━━━━━ Material
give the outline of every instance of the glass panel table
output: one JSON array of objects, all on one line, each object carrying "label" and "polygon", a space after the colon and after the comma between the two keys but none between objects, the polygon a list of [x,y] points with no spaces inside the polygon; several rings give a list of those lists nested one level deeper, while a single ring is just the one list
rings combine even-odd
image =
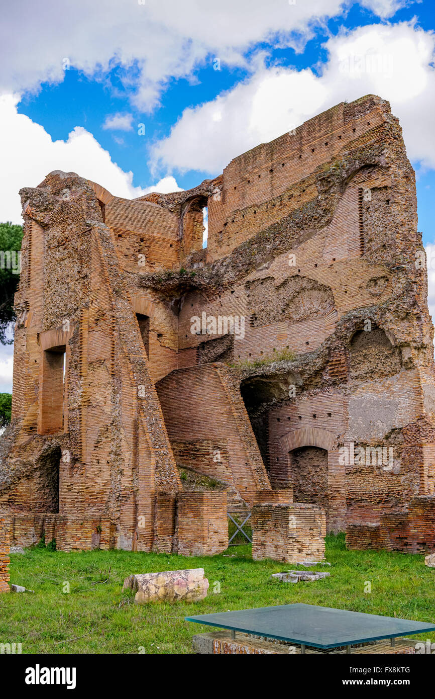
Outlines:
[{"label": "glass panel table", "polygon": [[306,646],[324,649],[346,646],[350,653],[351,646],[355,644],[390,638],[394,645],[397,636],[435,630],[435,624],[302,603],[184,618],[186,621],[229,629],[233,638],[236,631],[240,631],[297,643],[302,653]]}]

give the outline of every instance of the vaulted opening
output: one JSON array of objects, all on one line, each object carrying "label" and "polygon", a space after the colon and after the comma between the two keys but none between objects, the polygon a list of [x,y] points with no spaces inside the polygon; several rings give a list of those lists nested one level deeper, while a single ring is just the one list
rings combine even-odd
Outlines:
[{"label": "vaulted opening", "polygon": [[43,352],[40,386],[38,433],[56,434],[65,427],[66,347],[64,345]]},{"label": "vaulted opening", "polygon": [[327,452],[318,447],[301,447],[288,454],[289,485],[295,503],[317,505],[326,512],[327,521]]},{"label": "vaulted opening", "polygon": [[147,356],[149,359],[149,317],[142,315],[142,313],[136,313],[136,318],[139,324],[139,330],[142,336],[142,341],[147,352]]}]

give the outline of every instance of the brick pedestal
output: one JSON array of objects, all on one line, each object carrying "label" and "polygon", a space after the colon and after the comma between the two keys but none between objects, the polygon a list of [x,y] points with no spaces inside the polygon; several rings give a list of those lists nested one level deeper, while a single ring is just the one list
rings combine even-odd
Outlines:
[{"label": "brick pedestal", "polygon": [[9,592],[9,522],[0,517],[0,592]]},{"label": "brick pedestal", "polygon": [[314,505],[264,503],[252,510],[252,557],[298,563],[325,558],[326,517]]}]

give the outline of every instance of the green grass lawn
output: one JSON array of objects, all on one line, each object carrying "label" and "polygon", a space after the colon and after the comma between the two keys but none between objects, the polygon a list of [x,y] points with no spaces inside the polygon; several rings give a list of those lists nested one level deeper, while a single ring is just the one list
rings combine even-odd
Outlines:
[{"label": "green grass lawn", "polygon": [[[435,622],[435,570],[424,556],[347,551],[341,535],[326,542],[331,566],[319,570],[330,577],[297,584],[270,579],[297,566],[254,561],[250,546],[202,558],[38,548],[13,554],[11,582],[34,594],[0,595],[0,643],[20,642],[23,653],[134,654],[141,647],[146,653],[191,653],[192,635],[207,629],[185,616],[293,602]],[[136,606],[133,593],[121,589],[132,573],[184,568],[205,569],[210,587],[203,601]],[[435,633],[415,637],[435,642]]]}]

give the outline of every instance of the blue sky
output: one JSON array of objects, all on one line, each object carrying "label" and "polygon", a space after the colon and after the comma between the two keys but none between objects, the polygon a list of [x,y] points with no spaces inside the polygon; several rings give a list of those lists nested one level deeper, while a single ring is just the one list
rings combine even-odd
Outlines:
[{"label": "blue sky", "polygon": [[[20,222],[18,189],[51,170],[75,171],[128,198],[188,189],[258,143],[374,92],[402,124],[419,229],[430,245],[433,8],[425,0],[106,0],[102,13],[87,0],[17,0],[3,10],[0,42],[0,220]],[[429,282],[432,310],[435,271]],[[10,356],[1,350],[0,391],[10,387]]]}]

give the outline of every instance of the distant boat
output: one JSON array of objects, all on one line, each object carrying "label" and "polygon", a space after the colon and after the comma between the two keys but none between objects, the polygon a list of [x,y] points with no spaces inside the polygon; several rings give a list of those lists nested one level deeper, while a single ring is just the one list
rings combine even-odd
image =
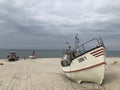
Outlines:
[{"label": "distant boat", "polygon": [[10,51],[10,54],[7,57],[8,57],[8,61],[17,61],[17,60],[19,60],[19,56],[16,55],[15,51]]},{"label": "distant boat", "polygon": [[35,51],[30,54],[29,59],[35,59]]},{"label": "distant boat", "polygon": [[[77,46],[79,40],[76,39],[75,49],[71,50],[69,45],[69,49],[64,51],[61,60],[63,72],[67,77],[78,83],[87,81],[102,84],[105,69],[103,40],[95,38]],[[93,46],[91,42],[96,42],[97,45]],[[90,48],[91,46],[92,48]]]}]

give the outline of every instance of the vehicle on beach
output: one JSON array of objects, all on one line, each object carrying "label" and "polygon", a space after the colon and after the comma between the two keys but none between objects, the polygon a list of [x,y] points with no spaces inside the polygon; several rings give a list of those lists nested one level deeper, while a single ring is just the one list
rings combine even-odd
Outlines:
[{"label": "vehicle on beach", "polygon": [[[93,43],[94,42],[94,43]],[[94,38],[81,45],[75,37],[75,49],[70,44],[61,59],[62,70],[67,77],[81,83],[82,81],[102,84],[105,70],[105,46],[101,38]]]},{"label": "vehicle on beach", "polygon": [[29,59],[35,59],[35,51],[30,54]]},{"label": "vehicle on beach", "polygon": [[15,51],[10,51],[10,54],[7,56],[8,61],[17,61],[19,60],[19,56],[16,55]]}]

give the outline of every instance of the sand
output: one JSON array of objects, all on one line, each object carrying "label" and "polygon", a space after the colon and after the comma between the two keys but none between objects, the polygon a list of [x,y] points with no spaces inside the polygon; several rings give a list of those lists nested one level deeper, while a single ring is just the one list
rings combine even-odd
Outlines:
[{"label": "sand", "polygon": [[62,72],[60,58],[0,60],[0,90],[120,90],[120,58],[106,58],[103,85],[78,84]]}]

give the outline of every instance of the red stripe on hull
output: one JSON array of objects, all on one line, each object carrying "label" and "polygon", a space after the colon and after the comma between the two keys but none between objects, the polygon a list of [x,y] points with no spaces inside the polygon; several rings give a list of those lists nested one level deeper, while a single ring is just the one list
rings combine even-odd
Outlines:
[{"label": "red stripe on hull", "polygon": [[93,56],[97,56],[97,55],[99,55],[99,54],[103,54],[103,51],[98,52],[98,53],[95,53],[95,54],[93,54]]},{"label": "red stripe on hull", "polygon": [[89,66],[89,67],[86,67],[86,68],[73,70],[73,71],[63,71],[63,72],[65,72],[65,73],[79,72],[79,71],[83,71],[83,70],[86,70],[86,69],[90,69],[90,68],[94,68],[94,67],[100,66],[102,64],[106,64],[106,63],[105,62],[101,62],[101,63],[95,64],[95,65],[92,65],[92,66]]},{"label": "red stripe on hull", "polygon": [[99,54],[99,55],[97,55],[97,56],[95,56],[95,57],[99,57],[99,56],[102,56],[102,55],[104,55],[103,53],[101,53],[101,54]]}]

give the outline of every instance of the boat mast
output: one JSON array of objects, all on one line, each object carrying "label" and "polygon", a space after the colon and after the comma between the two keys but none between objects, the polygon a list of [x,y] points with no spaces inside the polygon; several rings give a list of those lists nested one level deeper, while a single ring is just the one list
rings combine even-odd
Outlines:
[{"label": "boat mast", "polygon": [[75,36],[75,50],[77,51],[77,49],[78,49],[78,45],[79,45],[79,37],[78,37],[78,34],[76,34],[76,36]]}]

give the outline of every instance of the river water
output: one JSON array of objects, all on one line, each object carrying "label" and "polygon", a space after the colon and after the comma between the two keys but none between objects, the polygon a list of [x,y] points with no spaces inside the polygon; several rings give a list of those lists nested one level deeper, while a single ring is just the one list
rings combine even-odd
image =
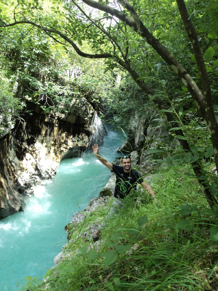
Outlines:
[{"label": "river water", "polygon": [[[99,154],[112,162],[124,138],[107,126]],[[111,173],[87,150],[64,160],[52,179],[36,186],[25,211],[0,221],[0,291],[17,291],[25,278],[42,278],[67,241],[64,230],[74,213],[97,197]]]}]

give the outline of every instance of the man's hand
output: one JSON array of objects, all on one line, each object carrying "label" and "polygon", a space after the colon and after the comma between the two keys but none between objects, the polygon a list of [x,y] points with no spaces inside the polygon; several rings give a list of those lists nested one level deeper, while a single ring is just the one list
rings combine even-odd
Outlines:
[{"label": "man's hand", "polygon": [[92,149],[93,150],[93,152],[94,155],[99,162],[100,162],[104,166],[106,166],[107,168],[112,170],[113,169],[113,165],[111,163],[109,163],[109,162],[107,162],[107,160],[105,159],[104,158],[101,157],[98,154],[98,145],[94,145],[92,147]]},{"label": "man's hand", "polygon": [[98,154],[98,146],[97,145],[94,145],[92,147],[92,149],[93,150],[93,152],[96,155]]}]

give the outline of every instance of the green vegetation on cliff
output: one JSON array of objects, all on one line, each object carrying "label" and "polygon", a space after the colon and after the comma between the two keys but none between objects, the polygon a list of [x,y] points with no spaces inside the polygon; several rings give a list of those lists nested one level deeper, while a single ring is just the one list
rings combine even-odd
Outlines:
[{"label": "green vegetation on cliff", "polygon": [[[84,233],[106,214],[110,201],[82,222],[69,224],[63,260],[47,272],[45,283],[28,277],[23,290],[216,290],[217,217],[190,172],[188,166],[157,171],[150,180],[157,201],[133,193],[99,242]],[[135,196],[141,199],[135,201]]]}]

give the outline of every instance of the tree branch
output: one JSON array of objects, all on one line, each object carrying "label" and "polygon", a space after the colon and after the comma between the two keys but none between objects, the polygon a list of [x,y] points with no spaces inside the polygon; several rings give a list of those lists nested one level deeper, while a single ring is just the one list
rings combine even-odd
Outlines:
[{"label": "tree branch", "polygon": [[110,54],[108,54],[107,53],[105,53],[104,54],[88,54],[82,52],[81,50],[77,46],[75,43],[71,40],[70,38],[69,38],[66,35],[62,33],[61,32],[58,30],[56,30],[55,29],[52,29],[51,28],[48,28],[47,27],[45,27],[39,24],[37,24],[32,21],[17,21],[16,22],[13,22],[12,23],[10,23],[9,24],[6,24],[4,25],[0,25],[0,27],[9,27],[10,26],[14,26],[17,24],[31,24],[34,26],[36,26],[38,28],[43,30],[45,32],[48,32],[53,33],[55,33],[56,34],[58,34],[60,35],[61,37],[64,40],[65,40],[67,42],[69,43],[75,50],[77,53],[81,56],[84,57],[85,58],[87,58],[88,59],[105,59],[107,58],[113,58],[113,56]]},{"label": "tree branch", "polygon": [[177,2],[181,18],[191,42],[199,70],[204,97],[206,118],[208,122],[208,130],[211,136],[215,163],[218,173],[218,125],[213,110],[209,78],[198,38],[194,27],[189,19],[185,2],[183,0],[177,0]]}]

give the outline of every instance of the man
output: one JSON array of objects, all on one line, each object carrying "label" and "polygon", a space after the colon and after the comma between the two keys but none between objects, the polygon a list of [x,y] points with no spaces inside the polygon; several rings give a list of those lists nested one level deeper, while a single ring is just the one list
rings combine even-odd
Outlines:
━━━━━━━━━━
■ Written instruction:
Output exactly the lines between the one containing "give the outline of every instance of the tree" and the final line above, both inclusive.

■ Solution for this problem:
give the outline of every instance of the tree branch
output: one JSON array of objects, all on one line, each object carrying "label" and "polygon", a space after the colon and after the comma between the two keys but none between objects, the polygon a list of [x,y] points with no spaces inside the polygon; several rings give a list of those lists nested one level deeper, while a single ring is just the one list
rings combine even-odd
Outlines:
[{"label": "tree branch", "polygon": [[110,54],[108,54],[107,53],[105,53],[104,54],[88,54],[82,52],[81,50],[77,46],[75,43],[71,40],[70,38],[69,38],[66,35],[62,33],[61,32],[58,30],[56,30],[55,29],[52,29],[51,28],[48,28],[47,27],[45,27],[39,24],[37,24],[32,21],[17,21],[16,22],[13,22],[12,23],[10,23],[9,24],[6,24],[4,25],[0,25],[0,27],[9,27],[10,26],[14,26],[17,24],[31,24],[34,26],[36,26],[38,28],[43,30],[45,32],[48,32],[53,33],[55,33],[56,34],[58,34],[60,35],[61,37],[64,40],[65,40],[67,42],[69,43],[75,50],[77,53],[81,56],[84,57],[85,58],[87,58],[88,59],[105,59],[107,58],[113,58],[113,56]]},{"label": "tree branch", "polygon": [[177,2],[181,18],[191,42],[199,70],[204,97],[206,118],[208,122],[208,130],[211,136],[215,163],[218,173],[218,125],[213,110],[209,78],[198,38],[194,27],[189,19],[185,2],[183,0],[177,0]]}]

give the outline of every instance of the man
output: one JSON array of objects, all on one line, each object carrying "label" and "polygon", a space after the colon and after the comma between the two keys but none between objects, the polygon a list of [x,y] points with no spaces inside the polygon; several rings give a list of those lists nested one level deeper, while a single ring is just the one list
rings combine even-odd
Outlines:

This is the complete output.